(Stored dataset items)
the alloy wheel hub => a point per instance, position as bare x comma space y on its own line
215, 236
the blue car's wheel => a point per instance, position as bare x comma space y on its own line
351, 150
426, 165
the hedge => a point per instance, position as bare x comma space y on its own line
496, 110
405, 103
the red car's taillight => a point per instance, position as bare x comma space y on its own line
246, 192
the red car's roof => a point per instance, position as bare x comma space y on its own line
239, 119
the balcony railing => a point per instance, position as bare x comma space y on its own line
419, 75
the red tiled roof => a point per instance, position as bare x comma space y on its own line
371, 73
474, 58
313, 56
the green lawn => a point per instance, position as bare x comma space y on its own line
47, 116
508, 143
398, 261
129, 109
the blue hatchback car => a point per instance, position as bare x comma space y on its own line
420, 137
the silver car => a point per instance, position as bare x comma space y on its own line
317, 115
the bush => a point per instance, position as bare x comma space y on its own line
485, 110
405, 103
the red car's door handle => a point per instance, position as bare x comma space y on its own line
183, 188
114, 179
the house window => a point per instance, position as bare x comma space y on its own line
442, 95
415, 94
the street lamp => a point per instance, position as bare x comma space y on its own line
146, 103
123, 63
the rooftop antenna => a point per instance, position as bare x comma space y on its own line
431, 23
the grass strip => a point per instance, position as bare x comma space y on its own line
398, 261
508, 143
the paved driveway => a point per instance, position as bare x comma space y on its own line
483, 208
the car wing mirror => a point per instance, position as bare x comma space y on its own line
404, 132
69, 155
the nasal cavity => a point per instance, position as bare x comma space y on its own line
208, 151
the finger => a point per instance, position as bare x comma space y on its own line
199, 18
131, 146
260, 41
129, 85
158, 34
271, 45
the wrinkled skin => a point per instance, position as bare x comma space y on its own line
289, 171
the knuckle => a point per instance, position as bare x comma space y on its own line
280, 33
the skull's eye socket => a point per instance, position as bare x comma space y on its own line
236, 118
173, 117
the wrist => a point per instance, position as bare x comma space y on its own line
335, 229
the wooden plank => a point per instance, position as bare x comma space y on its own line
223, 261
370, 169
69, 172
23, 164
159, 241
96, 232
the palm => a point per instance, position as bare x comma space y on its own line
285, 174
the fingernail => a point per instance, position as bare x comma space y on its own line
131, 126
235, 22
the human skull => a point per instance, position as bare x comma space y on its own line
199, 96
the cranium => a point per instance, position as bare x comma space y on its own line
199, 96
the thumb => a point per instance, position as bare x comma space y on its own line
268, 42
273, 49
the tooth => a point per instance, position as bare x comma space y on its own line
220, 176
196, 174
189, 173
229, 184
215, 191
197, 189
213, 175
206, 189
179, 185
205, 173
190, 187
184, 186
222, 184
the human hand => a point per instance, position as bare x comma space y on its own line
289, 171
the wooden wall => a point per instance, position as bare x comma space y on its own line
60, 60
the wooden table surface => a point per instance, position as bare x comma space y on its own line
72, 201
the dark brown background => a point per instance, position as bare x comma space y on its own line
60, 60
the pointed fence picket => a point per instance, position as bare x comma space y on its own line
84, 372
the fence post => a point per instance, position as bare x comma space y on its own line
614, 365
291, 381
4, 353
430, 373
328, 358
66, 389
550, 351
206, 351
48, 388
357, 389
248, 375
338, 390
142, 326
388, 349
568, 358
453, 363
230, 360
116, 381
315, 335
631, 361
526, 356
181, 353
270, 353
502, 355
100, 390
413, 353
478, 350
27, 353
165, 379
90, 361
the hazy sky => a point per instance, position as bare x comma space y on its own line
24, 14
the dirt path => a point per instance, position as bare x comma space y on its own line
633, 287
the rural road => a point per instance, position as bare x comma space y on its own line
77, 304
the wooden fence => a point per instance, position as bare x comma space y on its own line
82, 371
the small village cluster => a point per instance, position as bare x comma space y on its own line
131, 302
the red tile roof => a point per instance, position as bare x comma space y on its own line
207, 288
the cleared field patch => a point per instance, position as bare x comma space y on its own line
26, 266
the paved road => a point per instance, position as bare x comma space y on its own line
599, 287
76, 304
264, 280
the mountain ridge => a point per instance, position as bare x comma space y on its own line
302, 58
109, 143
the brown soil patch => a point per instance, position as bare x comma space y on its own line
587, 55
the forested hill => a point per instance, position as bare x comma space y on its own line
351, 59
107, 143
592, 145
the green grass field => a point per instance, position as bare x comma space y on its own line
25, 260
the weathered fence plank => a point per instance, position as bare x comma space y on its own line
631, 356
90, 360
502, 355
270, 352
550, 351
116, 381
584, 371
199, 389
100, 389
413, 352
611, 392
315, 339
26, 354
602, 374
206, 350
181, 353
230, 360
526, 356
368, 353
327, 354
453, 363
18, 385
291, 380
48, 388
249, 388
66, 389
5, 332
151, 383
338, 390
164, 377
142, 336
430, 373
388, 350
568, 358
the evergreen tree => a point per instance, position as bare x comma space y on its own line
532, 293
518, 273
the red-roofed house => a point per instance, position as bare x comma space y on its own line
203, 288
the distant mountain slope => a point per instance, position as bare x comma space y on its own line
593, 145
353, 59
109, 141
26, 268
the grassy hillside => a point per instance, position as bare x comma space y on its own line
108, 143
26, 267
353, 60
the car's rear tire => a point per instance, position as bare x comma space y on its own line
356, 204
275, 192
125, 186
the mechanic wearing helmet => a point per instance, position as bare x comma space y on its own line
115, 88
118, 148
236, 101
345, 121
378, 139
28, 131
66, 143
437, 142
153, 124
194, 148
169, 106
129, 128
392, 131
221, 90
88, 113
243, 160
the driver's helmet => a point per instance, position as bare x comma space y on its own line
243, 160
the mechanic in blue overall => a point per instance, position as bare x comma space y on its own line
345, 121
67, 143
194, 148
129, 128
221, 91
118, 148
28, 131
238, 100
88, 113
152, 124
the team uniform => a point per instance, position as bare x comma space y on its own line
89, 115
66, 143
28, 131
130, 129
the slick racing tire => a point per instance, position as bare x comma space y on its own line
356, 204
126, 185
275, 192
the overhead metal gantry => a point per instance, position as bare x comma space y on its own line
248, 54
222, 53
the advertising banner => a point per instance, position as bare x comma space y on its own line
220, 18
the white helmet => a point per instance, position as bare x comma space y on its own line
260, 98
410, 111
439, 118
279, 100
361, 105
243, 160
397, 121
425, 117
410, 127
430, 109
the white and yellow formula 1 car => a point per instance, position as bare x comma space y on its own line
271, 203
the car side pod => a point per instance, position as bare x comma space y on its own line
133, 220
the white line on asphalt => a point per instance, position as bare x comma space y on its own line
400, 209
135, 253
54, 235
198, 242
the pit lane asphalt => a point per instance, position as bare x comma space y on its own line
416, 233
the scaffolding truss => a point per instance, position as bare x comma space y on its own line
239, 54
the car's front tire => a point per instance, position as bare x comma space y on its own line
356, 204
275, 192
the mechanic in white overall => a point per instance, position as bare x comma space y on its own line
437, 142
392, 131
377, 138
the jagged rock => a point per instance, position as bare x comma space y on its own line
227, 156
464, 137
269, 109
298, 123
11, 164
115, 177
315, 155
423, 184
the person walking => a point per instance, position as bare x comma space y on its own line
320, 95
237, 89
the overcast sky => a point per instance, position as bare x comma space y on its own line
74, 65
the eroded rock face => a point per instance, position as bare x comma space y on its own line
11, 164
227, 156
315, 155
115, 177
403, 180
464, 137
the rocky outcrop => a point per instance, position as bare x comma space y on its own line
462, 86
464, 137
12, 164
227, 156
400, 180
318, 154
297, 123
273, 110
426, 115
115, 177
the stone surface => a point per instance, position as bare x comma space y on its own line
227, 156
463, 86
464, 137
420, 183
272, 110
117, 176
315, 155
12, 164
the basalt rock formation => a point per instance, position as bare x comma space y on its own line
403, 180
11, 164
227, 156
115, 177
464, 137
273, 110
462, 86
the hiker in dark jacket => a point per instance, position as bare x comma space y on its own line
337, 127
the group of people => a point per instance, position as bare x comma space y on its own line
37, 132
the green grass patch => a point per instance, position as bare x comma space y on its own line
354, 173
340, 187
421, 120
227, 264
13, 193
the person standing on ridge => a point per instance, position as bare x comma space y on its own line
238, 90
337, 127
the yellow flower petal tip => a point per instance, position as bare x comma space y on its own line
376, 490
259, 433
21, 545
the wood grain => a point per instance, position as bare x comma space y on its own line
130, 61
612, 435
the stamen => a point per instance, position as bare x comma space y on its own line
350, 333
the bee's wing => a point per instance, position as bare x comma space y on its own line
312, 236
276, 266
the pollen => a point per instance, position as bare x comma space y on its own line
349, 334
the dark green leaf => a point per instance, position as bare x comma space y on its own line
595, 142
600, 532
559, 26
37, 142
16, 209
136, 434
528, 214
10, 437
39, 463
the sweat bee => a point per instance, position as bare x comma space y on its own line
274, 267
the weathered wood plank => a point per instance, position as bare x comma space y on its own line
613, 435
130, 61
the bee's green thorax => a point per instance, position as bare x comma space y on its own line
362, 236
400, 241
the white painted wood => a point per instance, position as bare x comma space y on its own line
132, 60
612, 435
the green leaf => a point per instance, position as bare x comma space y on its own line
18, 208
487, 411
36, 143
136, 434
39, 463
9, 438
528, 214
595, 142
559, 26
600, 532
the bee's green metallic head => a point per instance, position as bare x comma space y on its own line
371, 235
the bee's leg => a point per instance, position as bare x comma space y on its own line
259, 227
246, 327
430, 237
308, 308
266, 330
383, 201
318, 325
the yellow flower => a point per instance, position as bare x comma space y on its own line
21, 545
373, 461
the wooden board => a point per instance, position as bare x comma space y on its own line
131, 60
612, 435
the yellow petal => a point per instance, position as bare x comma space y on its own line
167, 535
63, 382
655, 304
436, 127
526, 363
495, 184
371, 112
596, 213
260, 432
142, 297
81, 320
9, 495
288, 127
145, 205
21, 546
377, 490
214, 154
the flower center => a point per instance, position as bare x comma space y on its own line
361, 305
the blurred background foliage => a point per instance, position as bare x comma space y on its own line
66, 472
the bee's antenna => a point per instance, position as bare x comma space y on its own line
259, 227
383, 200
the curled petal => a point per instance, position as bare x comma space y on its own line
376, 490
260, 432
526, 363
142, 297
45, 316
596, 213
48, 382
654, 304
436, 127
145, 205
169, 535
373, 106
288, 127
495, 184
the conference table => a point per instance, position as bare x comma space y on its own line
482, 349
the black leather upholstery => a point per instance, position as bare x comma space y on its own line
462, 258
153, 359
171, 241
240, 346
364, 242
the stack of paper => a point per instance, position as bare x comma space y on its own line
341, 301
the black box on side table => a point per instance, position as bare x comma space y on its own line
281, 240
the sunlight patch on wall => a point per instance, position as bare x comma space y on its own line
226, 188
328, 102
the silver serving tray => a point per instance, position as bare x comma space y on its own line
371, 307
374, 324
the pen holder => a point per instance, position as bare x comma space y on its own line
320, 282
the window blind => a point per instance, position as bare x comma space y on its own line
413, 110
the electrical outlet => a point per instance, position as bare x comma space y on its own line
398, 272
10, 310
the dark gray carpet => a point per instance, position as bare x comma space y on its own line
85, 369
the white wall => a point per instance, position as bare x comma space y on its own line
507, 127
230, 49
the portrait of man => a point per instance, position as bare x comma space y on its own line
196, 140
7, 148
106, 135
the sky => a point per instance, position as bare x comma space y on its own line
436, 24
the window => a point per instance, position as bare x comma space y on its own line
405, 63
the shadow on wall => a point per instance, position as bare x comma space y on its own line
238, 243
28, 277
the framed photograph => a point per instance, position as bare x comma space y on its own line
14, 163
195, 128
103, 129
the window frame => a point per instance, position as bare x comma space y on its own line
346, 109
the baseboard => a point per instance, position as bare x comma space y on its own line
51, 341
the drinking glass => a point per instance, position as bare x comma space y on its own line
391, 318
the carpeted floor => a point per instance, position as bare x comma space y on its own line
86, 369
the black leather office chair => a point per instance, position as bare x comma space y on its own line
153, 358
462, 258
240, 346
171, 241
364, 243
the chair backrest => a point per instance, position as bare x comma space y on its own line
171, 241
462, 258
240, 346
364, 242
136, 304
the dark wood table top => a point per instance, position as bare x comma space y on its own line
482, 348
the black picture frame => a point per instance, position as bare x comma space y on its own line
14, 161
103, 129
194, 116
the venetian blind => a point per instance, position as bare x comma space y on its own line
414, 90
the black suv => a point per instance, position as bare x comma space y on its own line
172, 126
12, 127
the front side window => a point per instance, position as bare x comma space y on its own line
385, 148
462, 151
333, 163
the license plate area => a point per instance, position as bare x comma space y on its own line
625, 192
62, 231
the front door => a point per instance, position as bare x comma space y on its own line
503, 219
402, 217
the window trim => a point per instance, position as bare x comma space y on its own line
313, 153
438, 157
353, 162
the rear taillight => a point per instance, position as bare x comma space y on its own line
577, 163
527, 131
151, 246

» Exercise goal: Produce an exact copy of each line from the one holding "the venetian blind" through the last line of the records, both included, and nothing more.

» Result for this exercise:
the venetian blind => a point per instance, position as bare x comma space y on its own line
414, 90
the black suv => a point per instance, position as bare x comma space y on its own line
172, 126
12, 127
the front side window => a point per instance, position as bare x comma space y on its own line
385, 148
462, 151
333, 163
the license plate area => a point per instance, position as bare x comma space y on its own line
625, 192
62, 231
the front door => a point per instance, position as bare x comma space y on its own line
503, 219
402, 217
the window trim => a point per instance, position as bare x comma space y on its own line
313, 153
438, 157
353, 162
the rear taillight => a point per instance, position as bare x comma space y on its own line
577, 163
527, 131
151, 246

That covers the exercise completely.